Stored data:
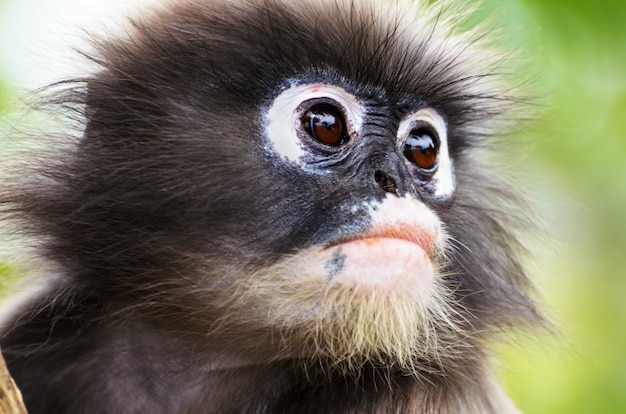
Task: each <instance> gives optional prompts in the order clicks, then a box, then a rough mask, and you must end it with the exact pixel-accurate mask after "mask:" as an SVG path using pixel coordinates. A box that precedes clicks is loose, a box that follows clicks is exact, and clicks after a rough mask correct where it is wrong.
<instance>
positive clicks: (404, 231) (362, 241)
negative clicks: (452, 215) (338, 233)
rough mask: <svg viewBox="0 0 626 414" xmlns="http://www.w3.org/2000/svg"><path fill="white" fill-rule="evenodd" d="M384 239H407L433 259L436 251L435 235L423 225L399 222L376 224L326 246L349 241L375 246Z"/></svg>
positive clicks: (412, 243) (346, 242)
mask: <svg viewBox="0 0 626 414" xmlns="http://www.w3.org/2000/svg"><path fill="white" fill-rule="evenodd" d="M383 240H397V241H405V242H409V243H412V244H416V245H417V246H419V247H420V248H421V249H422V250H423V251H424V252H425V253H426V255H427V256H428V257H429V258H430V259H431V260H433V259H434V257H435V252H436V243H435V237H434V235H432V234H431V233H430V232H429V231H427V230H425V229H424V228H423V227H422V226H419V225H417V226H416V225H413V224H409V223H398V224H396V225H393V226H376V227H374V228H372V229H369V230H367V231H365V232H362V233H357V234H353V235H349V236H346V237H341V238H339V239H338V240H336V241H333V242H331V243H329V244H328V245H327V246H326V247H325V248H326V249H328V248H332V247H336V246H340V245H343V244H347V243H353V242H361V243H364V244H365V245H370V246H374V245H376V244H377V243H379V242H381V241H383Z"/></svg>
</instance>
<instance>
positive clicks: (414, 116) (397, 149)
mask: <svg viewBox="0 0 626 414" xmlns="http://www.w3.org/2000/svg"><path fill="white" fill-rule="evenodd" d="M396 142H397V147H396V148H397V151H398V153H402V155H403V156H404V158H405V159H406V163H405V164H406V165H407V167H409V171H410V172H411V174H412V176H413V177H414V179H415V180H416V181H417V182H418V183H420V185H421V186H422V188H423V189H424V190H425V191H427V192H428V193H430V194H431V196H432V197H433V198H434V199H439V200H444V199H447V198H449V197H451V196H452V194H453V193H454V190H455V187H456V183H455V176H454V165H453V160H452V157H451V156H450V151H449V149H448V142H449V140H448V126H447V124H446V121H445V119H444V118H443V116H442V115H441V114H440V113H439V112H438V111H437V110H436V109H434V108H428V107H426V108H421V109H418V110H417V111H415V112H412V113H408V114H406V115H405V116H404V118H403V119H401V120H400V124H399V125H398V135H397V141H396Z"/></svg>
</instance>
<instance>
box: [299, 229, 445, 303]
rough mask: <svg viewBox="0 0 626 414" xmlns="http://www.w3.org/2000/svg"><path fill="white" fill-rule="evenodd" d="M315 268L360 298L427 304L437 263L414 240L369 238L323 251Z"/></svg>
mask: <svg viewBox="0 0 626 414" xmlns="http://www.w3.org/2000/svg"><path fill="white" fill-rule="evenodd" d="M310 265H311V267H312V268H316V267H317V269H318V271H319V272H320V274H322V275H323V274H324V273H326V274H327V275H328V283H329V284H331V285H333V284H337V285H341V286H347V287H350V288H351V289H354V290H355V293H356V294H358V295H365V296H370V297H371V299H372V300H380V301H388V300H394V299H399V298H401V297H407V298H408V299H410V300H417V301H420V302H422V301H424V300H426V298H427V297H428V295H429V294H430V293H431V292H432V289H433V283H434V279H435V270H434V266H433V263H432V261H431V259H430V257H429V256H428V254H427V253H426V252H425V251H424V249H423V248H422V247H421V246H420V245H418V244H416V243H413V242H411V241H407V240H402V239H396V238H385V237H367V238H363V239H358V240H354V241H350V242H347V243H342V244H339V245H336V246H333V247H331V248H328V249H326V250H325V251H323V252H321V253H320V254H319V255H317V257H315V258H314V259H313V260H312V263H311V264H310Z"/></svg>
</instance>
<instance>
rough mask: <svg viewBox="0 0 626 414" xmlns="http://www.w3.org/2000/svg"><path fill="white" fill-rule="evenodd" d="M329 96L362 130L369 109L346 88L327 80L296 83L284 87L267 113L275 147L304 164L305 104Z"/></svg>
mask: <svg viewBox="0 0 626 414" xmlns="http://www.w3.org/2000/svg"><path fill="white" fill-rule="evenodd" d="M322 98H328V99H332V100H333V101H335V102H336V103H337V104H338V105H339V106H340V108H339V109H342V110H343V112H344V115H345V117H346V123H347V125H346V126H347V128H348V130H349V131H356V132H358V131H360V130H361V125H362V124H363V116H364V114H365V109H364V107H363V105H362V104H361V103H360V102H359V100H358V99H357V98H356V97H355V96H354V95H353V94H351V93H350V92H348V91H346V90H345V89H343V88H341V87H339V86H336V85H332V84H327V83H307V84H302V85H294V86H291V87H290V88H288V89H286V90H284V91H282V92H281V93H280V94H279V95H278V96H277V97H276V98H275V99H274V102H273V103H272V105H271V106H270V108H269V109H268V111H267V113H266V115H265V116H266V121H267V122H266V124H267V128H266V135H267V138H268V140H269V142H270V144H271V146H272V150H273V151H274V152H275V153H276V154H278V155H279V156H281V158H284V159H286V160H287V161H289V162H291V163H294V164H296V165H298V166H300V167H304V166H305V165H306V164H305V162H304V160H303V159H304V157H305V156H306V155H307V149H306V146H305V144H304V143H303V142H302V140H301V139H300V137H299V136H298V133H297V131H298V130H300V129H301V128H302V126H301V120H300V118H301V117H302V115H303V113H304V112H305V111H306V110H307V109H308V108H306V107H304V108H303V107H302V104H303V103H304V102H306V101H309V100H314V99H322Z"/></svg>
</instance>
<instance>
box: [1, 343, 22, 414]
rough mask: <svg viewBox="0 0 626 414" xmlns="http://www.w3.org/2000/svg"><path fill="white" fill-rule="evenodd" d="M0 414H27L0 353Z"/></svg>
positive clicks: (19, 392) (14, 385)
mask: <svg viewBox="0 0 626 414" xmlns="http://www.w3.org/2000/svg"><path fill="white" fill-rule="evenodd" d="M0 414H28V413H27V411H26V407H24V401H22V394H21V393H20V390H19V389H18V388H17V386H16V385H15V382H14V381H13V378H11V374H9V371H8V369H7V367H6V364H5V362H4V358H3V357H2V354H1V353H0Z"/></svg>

▸ **TASK BRIEF**
Each record, word for word, should be printed again without its pictures.

▸ **ANSWER TO THE EXERCISE**
Task: each <instance> gives optional prompts in the order clicks, then a box, then a rough mask, and you must end it with the exact pixel-accurate mask after "mask:" as an SVG path using pixel coordinates. A box that precedes clicks is loose, a box that follows clicks is exact, and clicks after a rough mask correct where it is wrong.
<instance>
positive clicks: (404, 231) (362, 241)
negative clicks: (452, 215) (338, 233)
rough mask: <svg viewBox="0 0 626 414" xmlns="http://www.w3.org/2000/svg"><path fill="white" fill-rule="evenodd" d="M384 239H407L433 259L436 251L435 235L423 225L399 222L376 224L326 246L349 241L375 246Z"/></svg>
positive clicks: (412, 243) (346, 242)
mask: <svg viewBox="0 0 626 414" xmlns="http://www.w3.org/2000/svg"><path fill="white" fill-rule="evenodd" d="M383 240H397V241H405V242H409V243H412V244H416V245H417V246H419V247H420V248H421V249H422V250H423V251H424V252H425V253H426V255H427V256H428V257H429V258H430V259H431V260H433V259H434V257H435V252H436V243H435V237H434V235H432V234H431V233H430V232H429V231H427V230H425V229H424V228H423V227H422V226H419V225H417V226H416V225H413V224H409V223H398V224H396V225H393V226H376V227H374V228H372V229H369V230H367V231H365V232H362V233H357V234H353V235H349V236H346V237H341V238H339V239H338V240H336V241H333V242H331V243H329V244H328V245H327V246H326V247H325V248H326V249H328V248H332V247H336V246H340V245H343V244H347V243H353V242H361V243H364V244H365V245H370V246H374V245H376V244H377V243H379V242H381V241H383Z"/></svg>
</instance>
<instance>
positive clicks: (414, 116) (397, 149)
mask: <svg viewBox="0 0 626 414" xmlns="http://www.w3.org/2000/svg"><path fill="white" fill-rule="evenodd" d="M396 142H397V147H396V148H397V151H398V153H402V155H403V156H404V158H405V159H406V163H405V164H406V165H407V167H409V171H410V172H411V174H412V176H413V177H414V179H415V180H416V181H417V182H418V183H420V185H421V186H422V188H423V189H424V190H425V191H427V192H428V193H430V194H431V196H432V197H433V198H434V199H439V200H444V199H447V198H449V197H451V196H452V194H453V193H454V190H455V187H456V183H455V176H454V165H453V160H452V157H451V156H450V151H449V149H448V142H449V140H448V126H447V124H446V121H445V119H444V118H443V116H442V115H441V114H440V113H439V112H438V111H437V110H436V109H434V108H428V107H426V108H421V109H418V110H417V111H415V112H412V113H408V114H406V115H405V116H404V118H403V119H401V120H400V124H399V125H398V135H397V141H396Z"/></svg>
</instance>
<instance>
box: [299, 229, 445, 303]
rough mask: <svg viewBox="0 0 626 414" xmlns="http://www.w3.org/2000/svg"><path fill="white" fill-rule="evenodd" d="M315 268L360 298L427 304L437 263L414 240L369 238L323 251Z"/></svg>
mask: <svg viewBox="0 0 626 414" xmlns="http://www.w3.org/2000/svg"><path fill="white" fill-rule="evenodd" d="M310 265H311V267H312V268H316V267H317V269H318V271H319V272H320V274H322V275H323V274H324V273H326V274H327V275H328V283H329V284H331V285H333V284H337V285H341V286H347V287H350V288H351V289H354V290H355V293H356V294H358V295H365V296H370V297H371V299H372V300H380V301H388V300H394V299H399V298H401V297H407V298H408V299H410V300H417V301H420V302H422V301H424V300H426V298H427V297H428V295H429V294H430V293H431V292H432V289H433V283H434V279H435V270H434V266H433V263H432V261H431V259H430V257H429V256H428V254H427V253H426V252H425V251H424V249H423V248H422V247H421V246H420V245H418V244H416V243H413V242H411V241H407V240H402V239H396V238H385V237H367V238H363V239H358V240H354V241H350V242H347V243H342V244H339V245H336V246H333V247H331V248H328V249H326V250H325V251H323V252H321V253H320V254H319V255H317V257H315V258H314V259H313V260H312V263H311V264H310Z"/></svg>
</instance>
<instance>
rough mask: <svg viewBox="0 0 626 414" xmlns="http://www.w3.org/2000/svg"><path fill="white" fill-rule="evenodd" d="M329 96L362 130L369 109L346 88L327 80L296 83L284 87L267 113L275 147L304 164L305 104Z"/></svg>
mask: <svg viewBox="0 0 626 414" xmlns="http://www.w3.org/2000/svg"><path fill="white" fill-rule="evenodd" d="M322 98H328V99H332V100H333V101H335V102H336V103H337V104H338V105H339V106H340V108H339V109H342V110H343V112H344V115H345V117H346V123H347V125H346V126H347V128H348V130H349V131H356V132H358V131H360V130H361V125H362V124H363V116H364V114H365V109H364V107H363V105H362V104H361V103H360V102H359V100H358V99H357V98H356V97H355V96H354V95H353V94H351V93H350V92H348V91H346V90H345V89H343V88H341V87H339V86H336V85H332V84H327V83H307V84H302V85H294V86H291V87H290V88H288V89H286V90H284V91H282V92H281V93H280V94H279V95H278V96H277V97H276V98H275V99H274V102H273V103H272V105H271V106H270V108H269V109H268V111H267V113H266V115H265V116H266V121H267V122H266V124H267V128H266V135H267V138H268V140H269V142H270V144H271V146H272V150H273V151H274V152H275V153H276V154H278V155H279V156H281V158H284V159H286V160H287V161H289V162H291V163H294V164H296V165H298V166H300V167H304V166H305V165H306V164H305V162H304V160H303V159H304V157H305V156H306V155H307V149H306V146H305V144H304V143H303V142H302V140H301V139H300V137H299V136H298V133H297V131H298V130H300V129H301V128H302V126H301V120H300V118H301V117H302V115H303V113H304V112H305V111H306V110H307V109H308V108H306V107H304V108H303V107H302V104H303V103H304V102H306V101H309V100H314V99H322Z"/></svg>
</instance>
<instance>
box: [1, 343, 22, 414]
rough mask: <svg viewBox="0 0 626 414" xmlns="http://www.w3.org/2000/svg"><path fill="white" fill-rule="evenodd" d="M0 414H27L0 353Z"/></svg>
positive clicks: (19, 392) (14, 385)
mask: <svg viewBox="0 0 626 414" xmlns="http://www.w3.org/2000/svg"><path fill="white" fill-rule="evenodd" d="M0 414H28V413H27V411H26V407H24V401H22V394H21V393H20V390H19V389H18V388H17V386H16V385H15V382H14V381H13V378H11V374H9V371H8V369H7V367H6V364H5V362H4V358H3V357H2V354H1V353H0Z"/></svg>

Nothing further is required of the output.